Data listing
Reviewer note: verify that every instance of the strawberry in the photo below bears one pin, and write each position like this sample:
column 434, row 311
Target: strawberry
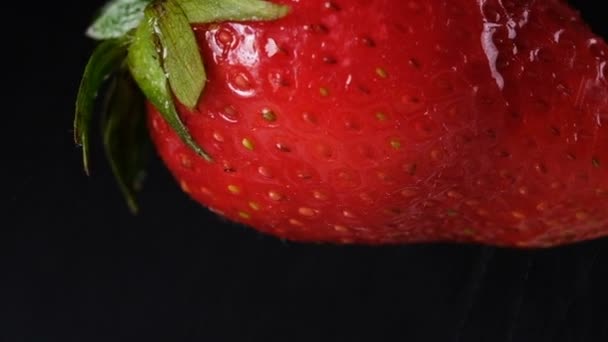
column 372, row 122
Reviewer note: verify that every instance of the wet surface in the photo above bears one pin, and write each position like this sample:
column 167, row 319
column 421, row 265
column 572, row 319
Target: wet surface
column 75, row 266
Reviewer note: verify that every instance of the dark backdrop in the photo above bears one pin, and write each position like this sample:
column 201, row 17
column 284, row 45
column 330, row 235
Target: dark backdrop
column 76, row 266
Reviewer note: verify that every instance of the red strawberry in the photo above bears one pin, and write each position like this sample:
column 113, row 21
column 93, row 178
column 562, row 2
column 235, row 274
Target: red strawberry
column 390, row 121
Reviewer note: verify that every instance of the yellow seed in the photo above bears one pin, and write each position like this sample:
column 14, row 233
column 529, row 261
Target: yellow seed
==
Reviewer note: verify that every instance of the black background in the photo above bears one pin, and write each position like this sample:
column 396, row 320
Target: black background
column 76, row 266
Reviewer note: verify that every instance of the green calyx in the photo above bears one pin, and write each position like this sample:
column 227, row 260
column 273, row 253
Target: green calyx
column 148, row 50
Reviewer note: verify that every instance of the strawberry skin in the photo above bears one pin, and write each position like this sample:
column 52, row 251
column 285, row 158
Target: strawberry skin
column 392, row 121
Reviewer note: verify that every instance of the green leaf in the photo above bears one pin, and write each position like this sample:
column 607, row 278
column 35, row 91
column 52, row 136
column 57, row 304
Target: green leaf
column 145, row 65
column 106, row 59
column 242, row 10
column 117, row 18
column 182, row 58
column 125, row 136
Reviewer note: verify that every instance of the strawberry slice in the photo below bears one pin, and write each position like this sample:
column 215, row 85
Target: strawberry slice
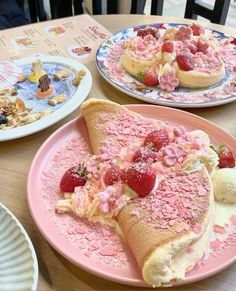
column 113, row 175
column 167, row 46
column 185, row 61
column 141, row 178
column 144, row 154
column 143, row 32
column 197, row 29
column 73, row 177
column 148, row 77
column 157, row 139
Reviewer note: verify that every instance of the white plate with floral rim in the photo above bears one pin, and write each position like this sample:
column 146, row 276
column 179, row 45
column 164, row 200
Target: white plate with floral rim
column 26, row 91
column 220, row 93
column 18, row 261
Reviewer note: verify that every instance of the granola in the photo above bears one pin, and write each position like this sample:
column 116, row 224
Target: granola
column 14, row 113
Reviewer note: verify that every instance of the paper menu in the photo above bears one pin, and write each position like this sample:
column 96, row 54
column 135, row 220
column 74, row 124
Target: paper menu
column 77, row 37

DESCRIPTION OF THE TASK: Can you copy word for word the lines from the one with "Reviewer note: verify that every instance of the strawberry in" up to and including the one with "column 75, row 266", leaving the pictures out?

SOLUTION TO THIS PROBLEM:
Reviewer note: verify that every instance of the strawberry in the photo below bears one pin, and write each position like this sample:
column 434, row 311
Target: strawberry
column 372, row 122
Reviewer note: verify that every instance of the wet surface in the photo above bears one pin, and write each position like this sample:
column 167, row 319
column 421, row 265
column 572, row 319
Target: wet surface
column 75, row 266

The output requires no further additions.